* Written request
Rewrite the entries below, putting "occurrence" in place of every "instance" and leaving everything else unchanged.

* Entries supplied
....

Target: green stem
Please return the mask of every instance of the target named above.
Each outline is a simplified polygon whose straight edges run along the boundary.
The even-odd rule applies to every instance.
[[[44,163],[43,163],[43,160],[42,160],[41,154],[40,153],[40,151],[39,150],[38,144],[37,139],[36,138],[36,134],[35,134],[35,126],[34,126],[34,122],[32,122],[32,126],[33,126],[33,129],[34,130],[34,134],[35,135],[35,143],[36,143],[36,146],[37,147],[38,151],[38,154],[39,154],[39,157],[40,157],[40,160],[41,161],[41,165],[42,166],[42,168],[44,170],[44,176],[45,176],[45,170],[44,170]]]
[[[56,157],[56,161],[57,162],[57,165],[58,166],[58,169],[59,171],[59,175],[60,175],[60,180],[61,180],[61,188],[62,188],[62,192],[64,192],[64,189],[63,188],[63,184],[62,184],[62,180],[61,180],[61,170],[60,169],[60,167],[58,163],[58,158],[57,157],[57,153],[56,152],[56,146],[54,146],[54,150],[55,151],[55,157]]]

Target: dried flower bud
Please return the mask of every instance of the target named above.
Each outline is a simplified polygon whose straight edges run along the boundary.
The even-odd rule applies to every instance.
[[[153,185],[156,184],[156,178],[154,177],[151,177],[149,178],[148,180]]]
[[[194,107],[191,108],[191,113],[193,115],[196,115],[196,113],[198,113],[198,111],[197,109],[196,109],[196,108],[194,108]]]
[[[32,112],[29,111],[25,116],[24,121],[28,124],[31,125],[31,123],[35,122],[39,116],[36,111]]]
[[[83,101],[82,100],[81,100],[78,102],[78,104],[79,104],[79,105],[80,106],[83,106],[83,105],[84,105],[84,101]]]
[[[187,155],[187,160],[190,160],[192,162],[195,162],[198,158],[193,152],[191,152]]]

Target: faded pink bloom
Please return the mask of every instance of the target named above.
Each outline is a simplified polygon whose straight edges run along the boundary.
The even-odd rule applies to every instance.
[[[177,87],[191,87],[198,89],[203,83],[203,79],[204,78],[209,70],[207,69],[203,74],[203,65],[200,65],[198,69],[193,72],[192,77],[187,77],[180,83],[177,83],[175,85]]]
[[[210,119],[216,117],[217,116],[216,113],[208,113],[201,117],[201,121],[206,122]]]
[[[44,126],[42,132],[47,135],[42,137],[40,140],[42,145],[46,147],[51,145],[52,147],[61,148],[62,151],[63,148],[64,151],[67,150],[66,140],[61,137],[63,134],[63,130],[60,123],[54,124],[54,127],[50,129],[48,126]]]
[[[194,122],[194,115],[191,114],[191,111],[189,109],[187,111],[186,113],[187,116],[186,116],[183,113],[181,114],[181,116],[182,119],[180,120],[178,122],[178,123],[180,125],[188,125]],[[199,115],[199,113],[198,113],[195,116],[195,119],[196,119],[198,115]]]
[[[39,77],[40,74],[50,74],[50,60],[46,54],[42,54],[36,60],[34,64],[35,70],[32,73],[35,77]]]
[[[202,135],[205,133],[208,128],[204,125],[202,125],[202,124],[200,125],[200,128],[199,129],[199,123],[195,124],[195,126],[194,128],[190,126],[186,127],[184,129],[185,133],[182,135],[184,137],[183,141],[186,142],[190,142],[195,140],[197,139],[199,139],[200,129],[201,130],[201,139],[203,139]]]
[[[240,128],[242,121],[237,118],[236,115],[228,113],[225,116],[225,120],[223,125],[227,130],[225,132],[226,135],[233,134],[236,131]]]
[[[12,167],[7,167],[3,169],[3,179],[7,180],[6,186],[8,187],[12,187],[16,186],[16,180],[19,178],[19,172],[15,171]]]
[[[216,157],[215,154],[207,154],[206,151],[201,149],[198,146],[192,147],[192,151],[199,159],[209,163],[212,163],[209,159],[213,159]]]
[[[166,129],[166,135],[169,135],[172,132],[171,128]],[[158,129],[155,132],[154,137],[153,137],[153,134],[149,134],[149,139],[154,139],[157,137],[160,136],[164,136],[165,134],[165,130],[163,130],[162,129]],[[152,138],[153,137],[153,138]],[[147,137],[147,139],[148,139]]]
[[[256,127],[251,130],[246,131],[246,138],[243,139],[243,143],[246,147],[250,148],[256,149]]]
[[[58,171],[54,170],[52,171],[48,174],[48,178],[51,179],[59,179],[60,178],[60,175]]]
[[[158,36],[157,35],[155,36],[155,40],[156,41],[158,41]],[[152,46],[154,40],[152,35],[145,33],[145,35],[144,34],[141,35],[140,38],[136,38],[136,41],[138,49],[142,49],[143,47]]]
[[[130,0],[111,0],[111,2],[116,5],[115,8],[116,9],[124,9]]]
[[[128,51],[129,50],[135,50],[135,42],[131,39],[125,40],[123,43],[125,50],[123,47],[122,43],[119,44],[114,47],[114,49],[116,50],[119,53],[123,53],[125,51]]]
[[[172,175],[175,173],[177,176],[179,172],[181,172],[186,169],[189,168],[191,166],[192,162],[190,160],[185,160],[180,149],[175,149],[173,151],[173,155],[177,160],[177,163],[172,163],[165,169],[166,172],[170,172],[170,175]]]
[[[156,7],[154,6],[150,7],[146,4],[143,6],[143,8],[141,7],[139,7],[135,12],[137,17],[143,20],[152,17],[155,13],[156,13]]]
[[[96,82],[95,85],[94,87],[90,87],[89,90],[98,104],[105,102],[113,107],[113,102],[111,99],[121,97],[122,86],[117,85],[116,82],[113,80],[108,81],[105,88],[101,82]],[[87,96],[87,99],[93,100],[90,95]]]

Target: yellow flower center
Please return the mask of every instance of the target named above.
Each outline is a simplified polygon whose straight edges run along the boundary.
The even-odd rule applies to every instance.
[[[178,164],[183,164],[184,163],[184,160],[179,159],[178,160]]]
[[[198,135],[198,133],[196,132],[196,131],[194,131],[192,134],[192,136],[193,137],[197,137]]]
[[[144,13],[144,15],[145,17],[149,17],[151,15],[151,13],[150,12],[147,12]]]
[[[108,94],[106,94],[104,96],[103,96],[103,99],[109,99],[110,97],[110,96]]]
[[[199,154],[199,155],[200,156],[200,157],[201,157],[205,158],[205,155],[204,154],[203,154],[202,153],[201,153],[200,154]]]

....

* Result
Target: green stem
Please return the mask of every occurrence of the target named above.
Each outline is a simplified polygon whose straight edges run along the boundary.
The even-odd rule applies to every occurrence.
[[[44,163],[43,163],[43,160],[42,160],[41,154],[40,153],[40,151],[39,150],[38,144],[37,139],[36,138],[36,134],[35,134],[35,126],[34,126],[34,122],[32,122],[32,126],[33,126],[33,129],[34,130],[34,134],[35,135],[35,143],[36,143],[36,146],[37,147],[38,151],[38,154],[39,154],[39,157],[40,157],[40,160],[41,161],[41,165],[42,166],[42,168],[44,170],[44,176],[45,176],[45,170],[44,170]]]
[[[56,157],[56,161],[57,162],[57,165],[58,166],[58,169],[59,171],[59,175],[60,175],[60,180],[61,180],[61,188],[62,188],[62,192],[64,192],[64,189],[63,188],[63,184],[62,184],[62,180],[61,180],[61,170],[60,169],[60,167],[58,163],[58,158],[57,157],[57,153],[56,152],[56,146],[54,146],[54,150],[55,151],[55,157]]]

Target: dried flower bud
Please return the mask of every occurrence of the target named above.
Each outline is a simplified polygon whose straight edges run along the boundary.
The even-odd rule applies to every occurrence.
[[[153,185],[156,184],[156,178],[154,177],[151,177],[149,178],[148,180]]]
[[[194,107],[191,108],[191,113],[193,115],[196,115],[196,113],[198,113],[198,111],[197,109],[196,109],[196,108],[194,108]]]
[[[32,112],[29,111],[25,116],[24,121],[28,124],[31,125],[31,123],[35,122],[39,116],[36,111]]]
[[[83,101],[82,100],[81,100],[78,102],[78,104],[79,104],[79,105],[80,106],[83,106],[83,105],[84,105],[84,101]]]
[[[187,155],[187,160],[190,160],[192,162],[195,162],[198,158],[193,152],[191,152]]]

Target: faded pink bloom
Please return the mask of every occurrence of the target named above.
Each outline is a simplified polygon whose straight edges run along the boundary.
The even-odd rule applies to every occurrence.
[[[177,87],[191,87],[198,89],[203,83],[203,79],[204,78],[209,70],[207,69],[203,74],[203,65],[200,65],[198,69],[193,72],[192,77],[187,77],[180,83],[177,83],[175,85]]]
[[[210,119],[216,117],[217,116],[216,113],[208,113],[201,117],[201,121],[206,122]]]
[[[44,126],[42,132],[47,135],[42,137],[40,140],[42,145],[46,147],[51,145],[52,147],[61,148],[62,151],[63,148],[64,151],[67,150],[66,140],[61,137],[63,134],[63,130],[60,123],[54,124],[54,127],[50,129],[48,126]]]
[[[194,122],[194,115],[191,114],[191,111],[189,109],[187,111],[186,113],[187,116],[186,116],[183,113],[181,114],[181,116],[182,119],[180,120],[178,122],[178,123],[180,125],[188,125]],[[199,115],[199,113],[198,113],[195,116],[195,119],[196,119],[198,115]]]
[[[39,77],[40,74],[50,74],[50,60],[46,54],[42,54],[36,60],[34,64],[35,70],[32,73],[35,77]]]
[[[202,135],[205,133],[208,128],[204,125],[202,125],[202,124],[200,125],[200,128],[199,129],[199,123],[195,124],[195,126],[194,128],[190,126],[186,127],[184,129],[185,133],[182,135],[184,137],[183,141],[186,142],[190,142],[195,140],[197,139],[199,139],[200,129],[201,130],[201,139],[203,139]]]
[[[240,128],[242,121],[237,118],[236,115],[228,113],[225,116],[225,120],[223,125],[227,130],[225,132],[226,135],[233,134],[236,131]]]
[[[12,167],[7,167],[3,169],[3,179],[7,180],[6,186],[8,187],[12,187],[16,186],[16,180],[19,178],[19,172],[15,171]]]
[[[216,157],[215,154],[207,154],[206,151],[201,149],[198,146],[192,147],[192,151],[199,159],[209,163],[212,163],[209,159],[213,159]]]
[[[166,129],[166,135],[169,135],[172,132],[171,128]],[[158,129],[155,132],[154,137],[153,137],[153,134],[149,134],[149,139],[154,139],[157,137],[160,136],[164,136],[165,134],[165,130],[163,130],[162,129]],[[152,138],[153,137],[153,138]],[[147,137],[147,139],[148,139]]]
[[[256,127],[251,130],[246,131],[246,138],[243,139],[243,143],[246,147],[250,148],[256,149]]]
[[[58,171],[54,170],[52,171],[48,174],[48,178],[51,179],[59,179],[60,178],[60,175]]]
[[[158,36],[157,35],[155,36],[155,40],[156,41],[158,41]],[[152,46],[154,40],[152,35],[145,33],[145,35],[144,34],[141,35],[140,38],[136,38],[136,41],[138,49],[142,49],[143,47]]]
[[[130,0],[111,0],[111,2],[116,5],[115,8],[116,9],[124,9]]]
[[[128,51],[129,50],[135,50],[135,42],[131,39],[125,40],[123,43],[125,50],[123,47],[122,43],[119,44],[114,47],[114,49],[116,50],[119,53],[123,53],[125,51]]]
[[[172,175],[175,173],[177,176],[179,172],[181,172],[186,169],[189,168],[191,166],[192,162],[190,160],[185,160],[180,149],[175,149],[173,151],[173,155],[177,160],[177,163],[172,163],[165,169],[166,172],[170,172],[170,175]]]
[[[156,7],[154,6],[150,7],[146,4],[143,6],[143,8],[141,7],[139,7],[135,12],[137,17],[143,20],[152,17],[155,13],[156,13]]]
[[[96,82],[95,85],[94,87],[90,87],[89,90],[98,104],[105,102],[113,107],[113,102],[111,99],[121,97],[122,86],[117,85],[116,82],[113,80],[108,81],[105,88],[101,82]],[[87,96],[87,99],[93,100],[90,95]]]

Target: yellow flower center
Please return the mask of every occurrence of the target named above.
Each outline is a simplified polygon whose straight edges run along the boundary.
The even-odd rule applies to every occurrence.
[[[178,164],[183,164],[184,163],[184,160],[179,159],[178,160]]]
[[[198,135],[198,133],[196,132],[196,131],[194,131],[192,134],[192,136],[193,137],[197,137]]]
[[[144,13],[144,15],[145,17],[149,17],[151,15],[151,13],[150,12],[147,12]]]
[[[108,94],[106,94],[104,96],[103,96],[103,99],[109,99],[110,97],[110,96]]]
[[[199,154],[199,155],[200,156],[200,157],[201,157],[205,158],[205,155],[204,154],[203,154],[202,153],[201,153],[200,154]]]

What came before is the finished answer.